» **WRITTEN TASKS**
a - In the passage on self-centeredness, transcribe the portion that begins at the words "If it was hard" and stops after "are the center of everything.".
b - What does the passage on self-centeredness name as one of the key roles of the Holy Spirit?

» **EXTRACTED TEXT**
* * *
If it was hard for Martin Luther to wrap his head around the idea that the earth moves, it is even harder for you and I to wrap our hearts around the idea that we are not the center of everything. Again, we would never say it out loud, because it sounds pretty bad when we do, but we certainly live as if we are the center of everything.

And that’s where the work of the Holy Spirit comes into play. “When the Spirit of truth comes,” Jesus told His disciples, “he will guide you into all the truth. . . . He will glorify me, for he will take what is mine and declare it to you” (John 16:13, 14, ESV). One of the key roles of the Holy Spirit is to create conviction in our hearts—to help us realize that living with self at the center has disastrous consequences.

Of course with that realization comes a sense of guilt: You’ve been living as if you are more important than God and placing your will above His. That’s an idea that makes all of us squirm, and the squirming becomes unbearable when we see Christ on the cross. He is the center of everything, and yet He was willing to empty Himself to bear the penalty for our sins. The Center of All Things did not keep Himself at the center—He prioritized you.
* * *
» **COLLECTED MATERIAL**
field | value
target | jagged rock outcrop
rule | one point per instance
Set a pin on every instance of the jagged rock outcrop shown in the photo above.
* * *
» **COMPLETE ANSWERS**
a -
If it was hard for Martin Luther to wrap his head around the idea that the earth moves, it is even harder for you and I to wrap our hearts around the idea that we are not the center of everything. Again, we would never say it out loud, because it sounds pretty bad when we do, but we certainly live as if we are the center of everything.

b - To create conviction in our hearts, helping us realize that living with self at the center has disastrous consequences.